Add 97 to each coordinate in the answer points of the lines from the start of the list through the line containing "<point>100,31</point>", and write all of those lines out again with their requests included. Leave the numbers in the requests and their sample points unchanged.
------ SOURCE RECORDS
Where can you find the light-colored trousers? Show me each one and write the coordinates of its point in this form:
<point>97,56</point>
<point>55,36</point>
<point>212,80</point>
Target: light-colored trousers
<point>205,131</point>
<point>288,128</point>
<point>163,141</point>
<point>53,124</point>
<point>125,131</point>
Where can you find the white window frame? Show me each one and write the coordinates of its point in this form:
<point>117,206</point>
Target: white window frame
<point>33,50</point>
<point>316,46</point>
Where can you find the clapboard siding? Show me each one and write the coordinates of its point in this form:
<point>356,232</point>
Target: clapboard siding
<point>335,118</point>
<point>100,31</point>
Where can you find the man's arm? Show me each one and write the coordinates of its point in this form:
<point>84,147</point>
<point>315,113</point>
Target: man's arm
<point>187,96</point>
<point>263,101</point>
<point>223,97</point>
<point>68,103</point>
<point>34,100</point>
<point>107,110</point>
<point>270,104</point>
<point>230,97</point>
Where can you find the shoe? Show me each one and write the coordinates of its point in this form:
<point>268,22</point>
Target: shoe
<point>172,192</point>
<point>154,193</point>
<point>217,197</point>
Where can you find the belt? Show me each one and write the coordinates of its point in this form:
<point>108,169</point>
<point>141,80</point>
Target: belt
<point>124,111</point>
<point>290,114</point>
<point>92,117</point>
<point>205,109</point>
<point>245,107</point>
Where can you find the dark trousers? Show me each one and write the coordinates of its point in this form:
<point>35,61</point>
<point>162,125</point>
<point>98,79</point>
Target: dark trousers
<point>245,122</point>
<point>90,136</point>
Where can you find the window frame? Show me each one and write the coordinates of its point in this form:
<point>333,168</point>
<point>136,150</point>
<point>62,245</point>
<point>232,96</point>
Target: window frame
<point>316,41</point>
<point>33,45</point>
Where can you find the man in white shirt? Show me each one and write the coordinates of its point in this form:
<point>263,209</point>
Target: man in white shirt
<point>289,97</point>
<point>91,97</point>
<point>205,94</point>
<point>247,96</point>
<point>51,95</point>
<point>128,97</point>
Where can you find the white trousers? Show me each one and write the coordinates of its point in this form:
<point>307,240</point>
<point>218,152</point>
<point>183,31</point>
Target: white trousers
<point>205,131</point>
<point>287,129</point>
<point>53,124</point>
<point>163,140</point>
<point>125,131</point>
------------
OUTPUT BELOW:
Where can you find the light-colored trousers? Show me each one and write the coordinates of its point in this form:
<point>97,56</point>
<point>55,36</point>
<point>212,80</point>
Target: light-colored trousers
<point>302,228</point>
<point>385,225</point>
<point>260,238</point>
<point>150,221</point>
<point>222,228</point>
Where can you find the white window frame? Show me each one and write the coordinates of its point in this form:
<point>117,206</point>
Target: white window frame
<point>130,147</point>
<point>413,143</point>
Where can you find the clapboard siding? Show me each one and write the coordinates of its point in this form:
<point>356,232</point>
Target: clapboard siding
<point>432,215</point>
<point>197,128</point>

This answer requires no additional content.